Whatever appears in the records should be given again exactly, down to the last mark.

---+---

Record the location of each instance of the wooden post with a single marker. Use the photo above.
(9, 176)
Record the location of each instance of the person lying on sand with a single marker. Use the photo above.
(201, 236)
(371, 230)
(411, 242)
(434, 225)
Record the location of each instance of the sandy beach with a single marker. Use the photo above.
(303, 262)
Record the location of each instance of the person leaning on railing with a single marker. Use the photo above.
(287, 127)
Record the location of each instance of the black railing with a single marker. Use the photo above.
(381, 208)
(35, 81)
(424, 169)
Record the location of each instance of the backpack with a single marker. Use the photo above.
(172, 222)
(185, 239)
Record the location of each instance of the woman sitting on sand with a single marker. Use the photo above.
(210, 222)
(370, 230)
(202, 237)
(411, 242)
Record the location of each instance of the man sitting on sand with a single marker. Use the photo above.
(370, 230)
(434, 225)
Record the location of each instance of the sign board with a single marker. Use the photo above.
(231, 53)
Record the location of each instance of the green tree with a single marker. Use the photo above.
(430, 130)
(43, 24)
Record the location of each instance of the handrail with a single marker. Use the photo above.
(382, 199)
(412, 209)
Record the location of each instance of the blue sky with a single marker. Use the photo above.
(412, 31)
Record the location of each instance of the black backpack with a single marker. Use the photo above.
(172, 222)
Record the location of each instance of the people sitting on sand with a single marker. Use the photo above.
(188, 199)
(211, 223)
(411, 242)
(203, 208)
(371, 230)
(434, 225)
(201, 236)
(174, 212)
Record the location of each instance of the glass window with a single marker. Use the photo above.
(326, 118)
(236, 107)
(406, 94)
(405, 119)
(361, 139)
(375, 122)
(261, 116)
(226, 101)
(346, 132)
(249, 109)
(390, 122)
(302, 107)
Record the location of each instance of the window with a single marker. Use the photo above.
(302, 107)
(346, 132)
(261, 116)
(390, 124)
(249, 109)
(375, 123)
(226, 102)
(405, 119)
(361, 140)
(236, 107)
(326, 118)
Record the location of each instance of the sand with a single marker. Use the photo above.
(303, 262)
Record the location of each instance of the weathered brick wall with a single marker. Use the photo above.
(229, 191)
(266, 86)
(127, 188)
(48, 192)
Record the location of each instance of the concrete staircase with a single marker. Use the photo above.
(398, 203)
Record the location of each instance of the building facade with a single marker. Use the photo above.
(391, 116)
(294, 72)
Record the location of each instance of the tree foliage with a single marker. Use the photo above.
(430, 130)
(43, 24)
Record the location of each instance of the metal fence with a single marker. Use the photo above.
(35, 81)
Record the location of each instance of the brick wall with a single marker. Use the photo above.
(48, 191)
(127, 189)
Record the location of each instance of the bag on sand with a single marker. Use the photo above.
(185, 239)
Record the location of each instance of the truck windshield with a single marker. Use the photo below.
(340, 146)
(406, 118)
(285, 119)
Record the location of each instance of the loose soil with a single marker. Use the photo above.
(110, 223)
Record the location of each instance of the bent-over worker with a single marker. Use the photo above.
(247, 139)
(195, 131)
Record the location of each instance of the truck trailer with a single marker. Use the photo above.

---+---

*Task answer*
Record the location of each instance of the wooden post with a single marker. Use the photo above.
(9, 176)
Record the location of each instance of the person lying on sand with a single marker. Use the photo above.
(201, 236)
(371, 230)
(411, 242)
(434, 225)
Record the location of each instance of the sandy beach with a single marker. Use the photo above.
(303, 262)
Record the location of each instance of the person leaning on railing with a single marker. Use the photo above.
(287, 127)
Record the location of each instance of the black railing with a single marker. Use the photo above.
(381, 208)
(35, 81)
(424, 169)
Record the location of each instance of the backpack with a single marker. Use the photo above.
(172, 222)
(185, 239)
Record the location of each instance of the woman sitting on sand with a single marker. Use the photo above.
(210, 222)
(370, 230)
(202, 237)
(411, 242)
Record the location of each instance of the man sitting on sand with a single marker. Use the photo above.
(370, 230)
(434, 225)
Record the location of each instance of the sign board with a single marker. Use the photo above.
(231, 53)
Record the location of each instance of the green tree with a single marker. Use the photo above.
(430, 130)
(43, 24)
Record the location of each instance of the handrail with a single marker. Use the photo above.
(382, 199)
(412, 209)
Record the location of each instance of the blue sky with a single marker. Use the photo above.
(412, 31)
Record the location of each instance of the black backpack with a single marker. Use the photo above.
(172, 222)
Record the location of each instance of the people sitting on sand with a single marker. Use the photo above.
(188, 199)
(211, 223)
(411, 242)
(203, 208)
(371, 230)
(434, 225)
(201, 236)
(174, 212)
Record the location of each instance of the glass window with a single marker. Use the photo above.
(326, 118)
(236, 107)
(406, 94)
(405, 119)
(361, 139)
(375, 122)
(261, 116)
(226, 101)
(346, 132)
(249, 109)
(390, 122)
(302, 107)
Record the location of each instance of the window with a single marker. Use the photo above.
(302, 107)
(346, 132)
(261, 116)
(390, 124)
(249, 109)
(375, 123)
(226, 102)
(405, 119)
(361, 140)
(236, 107)
(326, 118)
Record the location of each instance of the sand with a single marker. Use the photo above.
(303, 262)
Record the location of each instance of the weathered brick wall with a single marker. Use the photo above.
(229, 191)
(266, 86)
(127, 188)
(48, 192)
Record the location of each instance of the concrete staircase with a single marker. Use the photo above.
(398, 203)
Record the location of each instance of the building facade with a single marker. Use the photo above.
(391, 116)
(294, 72)
Record the location of each instance of the tree foliage with a single marker. Use the photo above.
(430, 130)
(43, 24)
Record the location of each instance of the metal fence with a single marker. Use the photo above.
(35, 81)
Record the location of each instance of the brick wall with a single marker. Use the photo above.
(48, 191)
(127, 189)
Record the location of each instance of the bag on sand with a single marker. Use the photo above.
(185, 239)
Record the location of each instance of the truck windshield with a single marker. Use the photo below.
(340, 146)
(406, 118)
(285, 119)
Record the location of each instance of the loose soil with a single marker. Use the photo above.
(110, 223)
Record the location of each instance of the bent-over worker with a single marker. Use the photo above.
(247, 139)
(195, 131)
Record the location of each instance of the truck trailer with a single marker. Use the photo above.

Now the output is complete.